Out of 129 forecasting questions, participants answered 45.94% (SD = 25.7%). Although beyond the scope of the present study, there were no apparent systematic trends (to date) indicating that failure to respond is due to the content of forecasts (i.e., geographic region of interest, etc.). The average Brier score across forecasts in sample was .45 (SD = .11), and average confidence across forecasts was 70% (SD = 7%). For perspective, a Brier score of 0 indicates perfect forecasting performance, and a score of 0.5 indicates guessing at chance. The relatively high average Brier score of participants was indicative of the difficulty and format (i.e., binary questions) of forecasting questions.
Simple Direct Effects
For each individual difference and aptitude measure of interest, we calculated the simple bivariate (Pearson with pairwise deletion) correlation coefficient to describe its linear relationship with forecasting accuracy and forecast confidence (see Tables 2 and 3; see also supplementary material for cross-correlations across all study measures).

### EXERCISES TO COMPLETE
- 1) Answer these from the forecasting study excerpt:
(a) How many forecasting questions were there in total?
(b) What Brier score indicates guessing at chance?
(c) What kind of correlation coefficient was calculated for each individual difference and aptitude measure?
- 2) Copy out a passage of the forecasting study excerpt word for word. Begin at the words "Out of 129 forecasting" and stop after "of forecasting questions.".

### RECORDS
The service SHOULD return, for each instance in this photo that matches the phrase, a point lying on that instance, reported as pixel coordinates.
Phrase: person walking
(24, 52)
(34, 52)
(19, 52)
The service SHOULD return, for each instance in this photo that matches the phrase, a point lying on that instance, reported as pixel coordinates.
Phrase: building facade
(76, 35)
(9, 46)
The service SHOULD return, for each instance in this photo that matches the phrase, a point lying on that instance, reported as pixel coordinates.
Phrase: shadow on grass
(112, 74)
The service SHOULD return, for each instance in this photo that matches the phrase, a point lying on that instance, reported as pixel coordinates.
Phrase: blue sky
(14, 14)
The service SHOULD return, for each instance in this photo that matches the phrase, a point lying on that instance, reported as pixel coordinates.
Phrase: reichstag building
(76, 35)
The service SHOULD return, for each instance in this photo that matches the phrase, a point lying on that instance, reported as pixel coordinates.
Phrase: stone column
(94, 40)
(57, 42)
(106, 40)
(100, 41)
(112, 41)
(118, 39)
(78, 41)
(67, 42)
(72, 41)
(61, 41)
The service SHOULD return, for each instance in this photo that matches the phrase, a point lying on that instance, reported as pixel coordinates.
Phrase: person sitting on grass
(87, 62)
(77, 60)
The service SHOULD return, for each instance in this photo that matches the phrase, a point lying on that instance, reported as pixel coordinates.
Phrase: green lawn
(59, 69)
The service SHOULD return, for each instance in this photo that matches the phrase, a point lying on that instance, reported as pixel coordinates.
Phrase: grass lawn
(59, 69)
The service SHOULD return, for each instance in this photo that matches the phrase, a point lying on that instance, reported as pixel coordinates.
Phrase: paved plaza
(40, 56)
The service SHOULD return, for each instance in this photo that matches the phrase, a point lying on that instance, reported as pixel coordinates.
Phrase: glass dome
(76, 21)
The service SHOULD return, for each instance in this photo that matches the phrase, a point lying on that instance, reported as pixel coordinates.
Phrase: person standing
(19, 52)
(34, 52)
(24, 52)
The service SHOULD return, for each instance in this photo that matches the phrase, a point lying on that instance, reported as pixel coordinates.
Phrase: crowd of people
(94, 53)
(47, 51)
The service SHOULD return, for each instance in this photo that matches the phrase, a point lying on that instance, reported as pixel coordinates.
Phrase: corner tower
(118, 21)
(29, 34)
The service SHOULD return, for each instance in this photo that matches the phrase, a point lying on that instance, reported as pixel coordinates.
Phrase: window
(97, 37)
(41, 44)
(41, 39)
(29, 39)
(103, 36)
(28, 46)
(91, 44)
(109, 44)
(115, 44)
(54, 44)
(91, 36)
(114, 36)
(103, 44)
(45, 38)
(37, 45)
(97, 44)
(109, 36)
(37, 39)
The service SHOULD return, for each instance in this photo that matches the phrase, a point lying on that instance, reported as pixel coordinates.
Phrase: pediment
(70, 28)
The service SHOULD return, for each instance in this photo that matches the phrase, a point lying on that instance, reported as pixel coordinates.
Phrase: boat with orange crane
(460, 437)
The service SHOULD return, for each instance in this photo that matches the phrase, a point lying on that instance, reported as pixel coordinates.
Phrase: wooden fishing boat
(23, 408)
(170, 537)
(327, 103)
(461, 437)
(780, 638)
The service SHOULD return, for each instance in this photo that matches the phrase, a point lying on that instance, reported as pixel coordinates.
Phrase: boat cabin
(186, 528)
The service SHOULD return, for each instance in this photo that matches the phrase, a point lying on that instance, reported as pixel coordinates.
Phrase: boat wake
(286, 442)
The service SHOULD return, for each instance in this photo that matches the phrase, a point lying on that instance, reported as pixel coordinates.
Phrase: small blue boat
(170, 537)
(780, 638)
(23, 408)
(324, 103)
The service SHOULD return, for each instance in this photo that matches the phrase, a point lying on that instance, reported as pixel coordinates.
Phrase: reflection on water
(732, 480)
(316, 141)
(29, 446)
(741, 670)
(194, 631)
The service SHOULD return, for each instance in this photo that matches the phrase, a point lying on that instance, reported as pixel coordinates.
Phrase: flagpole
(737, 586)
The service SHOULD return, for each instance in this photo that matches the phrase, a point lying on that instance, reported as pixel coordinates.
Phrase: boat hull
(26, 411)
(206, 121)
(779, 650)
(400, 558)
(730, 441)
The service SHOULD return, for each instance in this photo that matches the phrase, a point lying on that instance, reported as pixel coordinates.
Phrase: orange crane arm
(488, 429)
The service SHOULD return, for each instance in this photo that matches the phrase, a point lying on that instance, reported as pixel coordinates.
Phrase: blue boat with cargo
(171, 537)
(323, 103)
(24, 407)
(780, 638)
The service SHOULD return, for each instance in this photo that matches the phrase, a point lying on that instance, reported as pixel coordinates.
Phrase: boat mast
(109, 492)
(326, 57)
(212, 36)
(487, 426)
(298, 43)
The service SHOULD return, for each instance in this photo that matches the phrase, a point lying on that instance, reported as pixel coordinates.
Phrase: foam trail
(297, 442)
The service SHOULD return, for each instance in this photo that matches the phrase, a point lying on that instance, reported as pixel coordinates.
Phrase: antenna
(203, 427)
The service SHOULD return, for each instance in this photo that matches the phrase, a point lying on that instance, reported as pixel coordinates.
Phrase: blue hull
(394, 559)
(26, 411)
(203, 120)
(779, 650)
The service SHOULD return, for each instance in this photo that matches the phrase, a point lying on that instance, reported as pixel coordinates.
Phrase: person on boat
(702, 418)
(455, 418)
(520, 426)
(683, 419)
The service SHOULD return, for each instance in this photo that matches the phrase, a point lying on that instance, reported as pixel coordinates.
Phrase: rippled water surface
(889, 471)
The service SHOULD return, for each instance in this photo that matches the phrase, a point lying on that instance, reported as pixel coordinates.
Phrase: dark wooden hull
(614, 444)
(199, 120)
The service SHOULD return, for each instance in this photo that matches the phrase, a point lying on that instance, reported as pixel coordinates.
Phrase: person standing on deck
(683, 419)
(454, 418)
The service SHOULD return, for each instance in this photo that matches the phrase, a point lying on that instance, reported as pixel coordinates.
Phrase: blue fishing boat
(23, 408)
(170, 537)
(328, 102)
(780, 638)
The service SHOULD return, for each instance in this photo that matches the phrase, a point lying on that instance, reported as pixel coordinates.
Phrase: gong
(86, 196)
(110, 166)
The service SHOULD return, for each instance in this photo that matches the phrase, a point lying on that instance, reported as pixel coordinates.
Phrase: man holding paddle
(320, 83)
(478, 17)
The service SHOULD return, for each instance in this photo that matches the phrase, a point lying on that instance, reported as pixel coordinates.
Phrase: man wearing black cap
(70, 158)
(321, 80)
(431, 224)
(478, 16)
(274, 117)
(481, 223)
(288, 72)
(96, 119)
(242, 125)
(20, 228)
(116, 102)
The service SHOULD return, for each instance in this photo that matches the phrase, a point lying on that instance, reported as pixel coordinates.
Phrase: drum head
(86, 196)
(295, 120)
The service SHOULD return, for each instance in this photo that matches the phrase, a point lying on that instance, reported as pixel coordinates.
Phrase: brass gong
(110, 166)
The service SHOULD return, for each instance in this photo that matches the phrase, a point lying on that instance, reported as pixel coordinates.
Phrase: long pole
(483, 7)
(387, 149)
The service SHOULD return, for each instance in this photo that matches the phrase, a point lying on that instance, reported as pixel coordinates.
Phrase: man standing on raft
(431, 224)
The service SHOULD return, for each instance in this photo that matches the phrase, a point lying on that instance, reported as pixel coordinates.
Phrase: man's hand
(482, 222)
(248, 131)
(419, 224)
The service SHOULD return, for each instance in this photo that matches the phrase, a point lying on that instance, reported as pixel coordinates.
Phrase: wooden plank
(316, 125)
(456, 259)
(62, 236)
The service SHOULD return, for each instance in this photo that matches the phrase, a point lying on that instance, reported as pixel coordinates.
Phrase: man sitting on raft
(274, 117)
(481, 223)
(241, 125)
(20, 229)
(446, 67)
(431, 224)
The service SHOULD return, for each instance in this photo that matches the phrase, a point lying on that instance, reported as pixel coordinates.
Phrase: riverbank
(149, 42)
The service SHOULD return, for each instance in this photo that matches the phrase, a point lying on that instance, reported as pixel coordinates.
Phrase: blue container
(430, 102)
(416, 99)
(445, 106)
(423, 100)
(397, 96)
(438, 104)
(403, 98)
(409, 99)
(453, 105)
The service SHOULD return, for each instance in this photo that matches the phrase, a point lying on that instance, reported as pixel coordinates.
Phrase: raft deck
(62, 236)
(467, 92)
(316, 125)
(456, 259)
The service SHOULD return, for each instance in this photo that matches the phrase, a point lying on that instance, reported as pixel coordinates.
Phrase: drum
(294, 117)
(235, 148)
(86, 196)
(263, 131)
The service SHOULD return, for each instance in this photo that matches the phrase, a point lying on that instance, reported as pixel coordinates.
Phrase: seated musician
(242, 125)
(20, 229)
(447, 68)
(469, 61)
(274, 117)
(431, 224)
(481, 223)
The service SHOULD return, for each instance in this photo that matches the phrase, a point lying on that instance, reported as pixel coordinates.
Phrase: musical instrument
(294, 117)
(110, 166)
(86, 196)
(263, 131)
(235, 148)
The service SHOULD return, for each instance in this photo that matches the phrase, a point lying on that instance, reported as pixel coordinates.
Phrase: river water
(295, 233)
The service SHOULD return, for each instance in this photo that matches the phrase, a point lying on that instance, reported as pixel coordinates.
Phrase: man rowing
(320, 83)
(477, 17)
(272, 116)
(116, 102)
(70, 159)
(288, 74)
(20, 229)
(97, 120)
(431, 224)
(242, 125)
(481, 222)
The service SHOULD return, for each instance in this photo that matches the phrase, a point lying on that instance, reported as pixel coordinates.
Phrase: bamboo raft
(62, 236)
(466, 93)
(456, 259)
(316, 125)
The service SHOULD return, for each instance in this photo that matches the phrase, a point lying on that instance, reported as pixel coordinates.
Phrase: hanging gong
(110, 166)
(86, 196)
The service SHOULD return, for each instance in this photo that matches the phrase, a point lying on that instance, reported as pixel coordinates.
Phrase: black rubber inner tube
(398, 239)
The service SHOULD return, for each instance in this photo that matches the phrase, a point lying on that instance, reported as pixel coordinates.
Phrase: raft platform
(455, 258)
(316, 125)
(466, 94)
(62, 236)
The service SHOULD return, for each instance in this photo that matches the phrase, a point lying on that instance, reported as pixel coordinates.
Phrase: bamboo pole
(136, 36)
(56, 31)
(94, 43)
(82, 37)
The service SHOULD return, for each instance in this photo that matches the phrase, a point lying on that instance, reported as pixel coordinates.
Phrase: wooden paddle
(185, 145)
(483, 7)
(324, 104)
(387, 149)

### SET OF ANSWERS
- 1)
(a) 129
(b) 0.5
(c) A simple bivariate (Pearson with pairwise deletion) correlation coefficient

- 2)
Out of 129 forecasting questions, participants answered 45.94% (SD = 25.7%). Although beyond the scope of the present study, there were no apparent systematic trends (to date) indicating that failure to respond is due to the content of forecasts (i.e., geographic region of interest, etc.). The average Brier score across forecasts in sample was .45 (SD = .11), and average confidence across forecasts was 70% (SD = 7%). For perspective, a Brier score of 0 indicates perfect forecasting performance, and a score of 0.5 indicates guessing at chance. The relatively high average Brier score of participants was indicative of the difficulty and format (i.e., binary questions) of forecasting questions.